* [Exercise requirements]:
A) Return the passage of the essay on slut-shaming starting at "The Myth of" and ending at "her sexual promiscuity.", copied word for word.
B) Resume the essay on slut-shaming after its last sentence.

Love your body. Love yourself.

The Myth of Being A Slut


(Published at lawsonry.com)
If we want to look at the dictionary definition, a slut is someone who is sexually promiscuous or has loose sexual morals (whatever that means). But, in a society where the objectification of women is so rampant and the word slut is not only restricted to sex, but to any other behavior deemed “unnatural” for a woman it’s easy to get lost in the rhetoric of slut-shaming. And just so there is no confusion whatsoever, slut-shaming is when a woman is policed and labeled a slut based on her sexual promiscuity.
Research has been done to show the effects on objectification of women in the media and the results are disturbing. The Journal of Personality and Social Psychologysays, ”Depression, appearance anxiety, body shame, sexual dysfunction, and eating disorders are only a few among the growing list of repercussions.” Contrary to what the dictionary has to say about the word, I have been labeled a slut because I wouldn’t shut up, discussed sex freely, and also had sex (lots of it). As a young woman, I found out being a slut didn’t mean you only had sex; it meant you talked about it, you were opinionated, and you defended yourself. It was the quickest jab to my reputation even at the young age of fifteen.

* [Recorded data]:
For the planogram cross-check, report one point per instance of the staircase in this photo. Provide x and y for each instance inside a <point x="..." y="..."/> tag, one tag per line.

* [Responses in order]:
A)
The Myth of Being A Slut


(Published at lawsonry.com)
If we want to look at the dictionary definition, a slut is someone who is sexually promiscuous or has loose sexual morals (whatever that means). But, in a society where the objectification of women is so rampant and the word slut is not only restricted to sex, but to any other behavior deemed “unnatural” for a woman it’s easy to get lost in the rhetoric of slut-shaming. And just so there is no confusion whatsoever, slut-shaming is when a woman is policed and labeled a slut based on her sexual promiscuity.

B)
So, am I a slut? I enjoy sex and not necessarily monogamous sex. I am opinionated and will defend myself when I need to. I identify as a queer woman, so when I talk about how I am turned on by those of the same sex, am I also a slut then? Yes and no. By society’s definition, I am most definitely characterized as a “slutty woman.” I like short dresses and skirts. I like to show off cleavage. It’s my choice to do so after all. But, I am also not a slut because sluts do not exist. Sluts are a figment of the patriarchal imagination and in that imagination they are not only sexually active women, they are also thinking, working, productive women who strive to be the best they can be. Again, I say sluts do not exist.Anyone can be called a slut, even men. A slut for being assertive. A slut for speaking out. There’s even a Facebook page titled, “Shut Up, You Stupid Slut!” (You can type in the word Slut on Facebook and come up with many pages that are similar) The word slut has been so loosely used in past years that the societal definition has become confusing. But “slut” isn’t alone – there are other words that are being used as a way to weaken a woman’s “good” reputation. Words like, “cunt”, “dyke”, and “whore” are tossed around synonymously with “slut”. I hear it all the time when I’m out in public and men comment on what a woman is wearing by saying, “Oh wow, what a slutty cunt.” Or, “Look at that dress she’s wearing, she looks like such a dyke whore.”
Sluts are a myth.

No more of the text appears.